Print out the records that follow, exactly and completely.

--- Record extracts Enclosed Below ---

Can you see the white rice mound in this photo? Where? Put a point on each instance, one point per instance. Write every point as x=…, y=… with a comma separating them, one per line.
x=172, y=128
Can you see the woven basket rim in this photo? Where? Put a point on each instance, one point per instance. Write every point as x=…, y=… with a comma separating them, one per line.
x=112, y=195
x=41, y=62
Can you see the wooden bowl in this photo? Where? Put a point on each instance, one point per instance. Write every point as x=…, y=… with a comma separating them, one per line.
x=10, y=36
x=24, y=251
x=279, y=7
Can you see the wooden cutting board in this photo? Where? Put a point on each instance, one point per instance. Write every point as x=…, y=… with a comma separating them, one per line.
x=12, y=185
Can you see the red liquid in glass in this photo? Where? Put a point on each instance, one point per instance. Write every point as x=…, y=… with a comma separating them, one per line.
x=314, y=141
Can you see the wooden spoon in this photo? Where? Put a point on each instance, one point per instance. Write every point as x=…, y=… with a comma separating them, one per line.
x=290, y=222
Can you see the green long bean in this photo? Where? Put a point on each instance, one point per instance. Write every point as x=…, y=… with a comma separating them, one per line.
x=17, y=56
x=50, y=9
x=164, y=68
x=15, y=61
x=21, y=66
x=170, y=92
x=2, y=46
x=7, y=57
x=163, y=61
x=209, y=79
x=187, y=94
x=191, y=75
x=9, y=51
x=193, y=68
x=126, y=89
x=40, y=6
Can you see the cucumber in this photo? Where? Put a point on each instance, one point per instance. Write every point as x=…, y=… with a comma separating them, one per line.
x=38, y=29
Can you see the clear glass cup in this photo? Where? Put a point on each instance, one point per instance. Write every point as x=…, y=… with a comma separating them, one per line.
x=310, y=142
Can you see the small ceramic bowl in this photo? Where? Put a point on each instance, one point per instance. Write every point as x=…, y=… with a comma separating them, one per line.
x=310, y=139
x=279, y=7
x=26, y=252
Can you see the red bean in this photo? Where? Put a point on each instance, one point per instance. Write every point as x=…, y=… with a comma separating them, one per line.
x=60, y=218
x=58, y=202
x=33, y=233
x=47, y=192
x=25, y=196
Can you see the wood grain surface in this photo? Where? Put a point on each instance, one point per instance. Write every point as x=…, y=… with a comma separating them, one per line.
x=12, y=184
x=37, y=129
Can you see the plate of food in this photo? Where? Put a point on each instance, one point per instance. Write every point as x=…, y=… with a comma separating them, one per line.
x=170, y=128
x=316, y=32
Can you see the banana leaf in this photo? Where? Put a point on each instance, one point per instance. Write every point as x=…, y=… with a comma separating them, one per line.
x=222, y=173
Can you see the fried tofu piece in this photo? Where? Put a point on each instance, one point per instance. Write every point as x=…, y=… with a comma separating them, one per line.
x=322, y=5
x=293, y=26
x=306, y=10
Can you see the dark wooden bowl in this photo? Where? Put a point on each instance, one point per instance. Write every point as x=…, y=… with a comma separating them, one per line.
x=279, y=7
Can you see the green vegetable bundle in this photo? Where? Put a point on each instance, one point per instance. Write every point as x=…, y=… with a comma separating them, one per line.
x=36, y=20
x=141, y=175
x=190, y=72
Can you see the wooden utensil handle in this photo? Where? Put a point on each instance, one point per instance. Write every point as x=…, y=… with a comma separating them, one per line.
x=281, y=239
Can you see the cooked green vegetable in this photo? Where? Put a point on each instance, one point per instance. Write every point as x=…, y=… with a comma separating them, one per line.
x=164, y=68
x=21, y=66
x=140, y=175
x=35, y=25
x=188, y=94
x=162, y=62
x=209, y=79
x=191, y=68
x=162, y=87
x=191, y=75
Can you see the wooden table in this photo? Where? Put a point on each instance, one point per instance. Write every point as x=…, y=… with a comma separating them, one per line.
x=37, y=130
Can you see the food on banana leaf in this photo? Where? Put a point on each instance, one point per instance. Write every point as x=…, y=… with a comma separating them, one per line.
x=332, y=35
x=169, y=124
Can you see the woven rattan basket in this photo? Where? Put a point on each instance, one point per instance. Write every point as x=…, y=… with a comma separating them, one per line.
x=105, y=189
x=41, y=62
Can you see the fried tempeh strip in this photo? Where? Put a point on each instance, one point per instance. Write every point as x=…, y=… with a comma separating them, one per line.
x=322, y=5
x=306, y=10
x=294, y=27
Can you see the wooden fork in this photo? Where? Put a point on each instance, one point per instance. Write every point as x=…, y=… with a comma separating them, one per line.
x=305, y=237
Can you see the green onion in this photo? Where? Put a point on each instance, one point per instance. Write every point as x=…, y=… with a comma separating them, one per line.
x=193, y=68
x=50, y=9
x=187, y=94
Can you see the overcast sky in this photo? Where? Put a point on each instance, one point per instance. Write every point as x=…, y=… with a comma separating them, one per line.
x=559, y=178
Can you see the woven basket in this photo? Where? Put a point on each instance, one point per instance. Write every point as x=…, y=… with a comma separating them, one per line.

--- End of Enclosed Record extracts ---

● **Answer for this exercise**:
Can you see the white rice mound in this photo? Where? Put a point on each instance, one point per instance. Write every point as x=…, y=… with a comma separating them, one per line.
x=172, y=128
Can you see the woven basket rim in this photo? Where? Put a point on each instance, one point per instance. Write every point as x=…, y=… with a comma separating them, one per line.
x=112, y=195
x=41, y=62
Can you see the wooden bowl in this photo? Where? Put a point on each instance, one point per instance. Write every point as x=…, y=… with a comma separating them, one per line.
x=10, y=36
x=24, y=251
x=279, y=7
Can you see the wooden cutting board in this photo? Where? Put a point on each instance, one point per instance. Write every point as x=…, y=… with a comma separating them, one per line.
x=12, y=185
Can you see the red liquid in glass in this photo? Where? Put a point on each instance, one point per instance. Write every point as x=…, y=… with a comma separating them, one per line.
x=314, y=141
Can you see the wooden spoon in this photo? Where? Put a point on each instance, one point per instance. Write every point as x=…, y=… with a comma separating them, one per line.
x=290, y=222
Can you see the green long bean in this photo? Where? Put a point on each instance, one point per instance. Write every point as x=…, y=… with a comma separating them, one per line.
x=17, y=56
x=50, y=9
x=164, y=68
x=15, y=61
x=21, y=66
x=170, y=92
x=2, y=46
x=7, y=57
x=163, y=61
x=209, y=79
x=187, y=94
x=191, y=75
x=9, y=51
x=193, y=68
x=126, y=89
x=40, y=6
Can you see the cucumber in this photo? Where? Put a point on each instance, one point per instance. Write every point as x=…, y=… with a comma separating them, one per line.
x=38, y=29
Can you see the clear glass cup in this photo? Where? Put a point on each instance, one point per instance. Write every point as x=…, y=… with a comma separating them, one per line.
x=310, y=142
Can you see the small ceramic bowl in this photo? Where? Put a point on each instance, one point per instance. Write every point as x=…, y=… with a comma separating them, one per line.
x=310, y=139
x=279, y=7
x=26, y=252
Can you see the red bean in this photo? Where? Put a point on each instance, one point per instance. Write every point as x=…, y=… with a comma separating them, one per line.
x=60, y=218
x=58, y=202
x=33, y=233
x=47, y=192
x=25, y=196
Can you see the wood grain surface in this photo? Where? Put a point on each instance, one point per instance. Write every point as x=…, y=… with a comma separating them, one per line.
x=12, y=184
x=37, y=129
Can you see the plate of food in this photo? Where? Put a point on each instance, one point per instance. Write every point as x=…, y=… with a comma separating them, one per line.
x=170, y=128
x=316, y=32
Can you see the banana leaf in this photo? Where? Put a point on each instance, one point per instance. Write every point as x=…, y=… with a comma separating them, one per line.
x=222, y=173
Can you see the fried tofu piece in this photo? Where? Put a point on each instance, one point per instance. Write every point as x=…, y=… with a comma separating them, one per line.
x=322, y=5
x=293, y=26
x=306, y=10
Can you see the dark wooden bowl in this photo? Where? Put a point on each instance, one point per instance. Write every point as x=…, y=… with a comma separating them, one per line.
x=279, y=7
Can you see the green vegetable bundle in this photo? Where? Put a point on each instance, one point per instance. Write every point as x=…, y=… with a comma separating them, one per line.
x=36, y=20
x=141, y=175
x=190, y=72
Can you see the wooden utensil handle in this photo? Where? Put a point on each instance, one point per instance. Write every point as x=…, y=… with a comma separating them, one per line.
x=281, y=239
Can you see the cooked green vegetable in this photo? Where? Put a point on each instance, one point per instance. Write every point as x=…, y=… with a comma separating them, one per line.
x=164, y=68
x=21, y=66
x=140, y=175
x=35, y=25
x=188, y=94
x=162, y=62
x=209, y=79
x=191, y=68
x=162, y=87
x=191, y=75
Can you see the wooden table in this photo? Where? Put a point on each instance, one point per instance. Write every point as x=…, y=… with a comma separating them, one per line.
x=37, y=130
Can you see the food on banana leaf in this photo? Where? Put a point on each instance, one point per instance. Write every point as x=…, y=… with a comma separating them, one per line.
x=332, y=35
x=169, y=124
Can you see the woven rattan basket in this photo? Where? Put a point on each instance, one point per instance. Write every point as x=…, y=… with a comma separating them, one per line.
x=105, y=189
x=41, y=62
Can you see the fried tempeh strip in this photo? Where? Put a point on each instance, one point per instance. Write every point as x=…, y=… with a comma separating them, one per line.
x=322, y=5
x=306, y=10
x=294, y=27
Can you see the wooden fork in this photo? Where? Put a point on each instance, one point per instance. Write every point as x=…, y=… with a comma separating them, one per line.
x=305, y=237
Can you see the green onion in this photo? Where? Put a point on each instance, one point per instance. Write every point as x=…, y=… with a comma separating them, one per line.
x=193, y=68
x=50, y=9
x=187, y=94
Can you see the overcast sky in this photo? Where? Put a point on each instance, one point per instance. Write every point as x=…, y=… with a comma separating them, one per line.
x=559, y=178
Can you see the woven basket in this photo? Where? Put a point on each instance, one point per instance. Write every point as x=…, y=… with a comma separating them, one per line.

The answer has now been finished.